节选原文:
稳定发挥4题
A题文件输出没去掉WA了一发
B题特殊情况没判到,WA了好几发,中间还交到D题去了
C题简单判断一下无解,然后组合数求一下就行
D题其实也挺简单的,考虑严格夹在两条竖线之间的点(不包括边界),如果它们不是在同一水平线上,则必然大于Manhattan距离,而且两个点对之间要么是x方向走多了,要么是y方向走多了,不会出现重叠的情况,扫两遍即可。
怎么cf这么喜欢卡unorder_map,两天都是这样
换成map就A了
#include<algorithm>
#include<cstdio>
#include<cstring>
#include<vector>
#include<queue>
#include<cmath>
#include<map>
#include<iostream>
#include<unordered_map>
#define fo(i,a,b) for (int (i)=(a);(i)<=(b);(i)++)
#define fd(i,b,a) for (int (i)=(b);(i)>=(a);(i)--)
#define mk(x,y) make_pair((x),(y))
#define A puts("YES")
#define B puts("NO")

摘录资料:
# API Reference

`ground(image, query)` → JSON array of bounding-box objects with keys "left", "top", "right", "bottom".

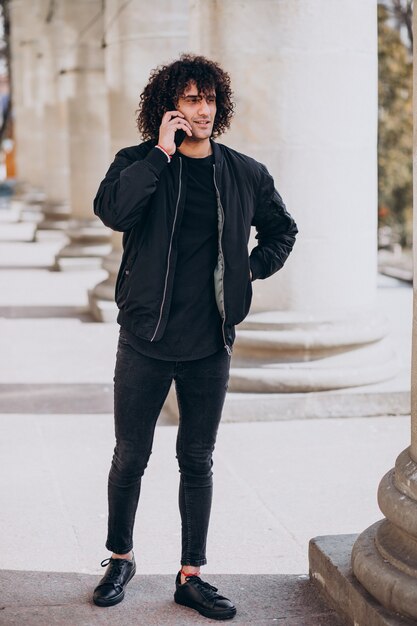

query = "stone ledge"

[{"left": 309, "top": 535, "right": 416, "bottom": 626}]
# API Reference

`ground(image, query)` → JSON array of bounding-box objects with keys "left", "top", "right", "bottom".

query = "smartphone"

[{"left": 174, "top": 128, "right": 187, "bottom": 148}]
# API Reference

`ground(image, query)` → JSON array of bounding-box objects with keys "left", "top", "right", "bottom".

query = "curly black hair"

[{"left": 136, "top": 54, "right": 234, "bottom": 141}]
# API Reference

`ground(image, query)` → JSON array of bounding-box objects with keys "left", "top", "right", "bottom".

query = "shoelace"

[
  {"left": 187, "top": 574, "right": 222, "bottom": 601},
  {"left": 100, "top": 558, "right": 124, "bottom": 584}
]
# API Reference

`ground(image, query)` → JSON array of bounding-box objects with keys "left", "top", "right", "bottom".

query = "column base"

[
  {"left": 309, "top": 535, "right": 416, "bottom": 626},
  {"left": 52, "top": 220, "right": 111, "bottom": 271},
  {"left": 36, "top": 202, "right": 71, "bottom": 231},
  {"left": 165, "top": 385, "right": 411, "bottom": 422},
  {"left": 88, "top": 250, "right": 122, "bottom": 322},
  {"left": 229, "top": 311, "right": 399, "bottom": 393}
]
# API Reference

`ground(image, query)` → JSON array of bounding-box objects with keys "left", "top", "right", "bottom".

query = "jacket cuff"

[
  {"left": 249, "top": 256, "right": 262, "bottom": 281},
  {"left": 145, "top": 148, "right": 168, "bottom": 176}
]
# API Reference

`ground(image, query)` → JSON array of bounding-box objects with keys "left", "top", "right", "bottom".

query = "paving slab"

[{"left": 0, "top": 570, "right": 344, "bottom": 626}]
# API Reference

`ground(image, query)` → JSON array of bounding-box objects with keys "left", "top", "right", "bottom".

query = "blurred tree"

[{"left": 378, "top": 0, "right": 413, "bottom": 246}]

练习说明:
- A) 节选原文中，C题先判断无解，之后用什么方法求解？
- B) 原样抄出节选原文中从“怎么cf这么喜欢卡unorder_map,两天都是这样”到“#define mk(x,y) make_pair((x),(y))”的这一段文字。

参考答案:
- A) 用组合数求解。

- B)
怎么cf这么喜欢卡unorder_map,两天都是这样
换成map就A了
#include<algorithm>
#include<cstdio>
#include<cstring>
#include<vector>
#include<queue>
#include<cmath>
#include<map>
#include<iostream>
#include<unordered_map>
#define fo(i,a,b) for (int (i)=(a);(i)<=(b);(i)++)
#define fd(i,b,a) for (int (i)=(b);(i)>=(a);(i)--)
#define mk(x,y) make_pair((x),(y))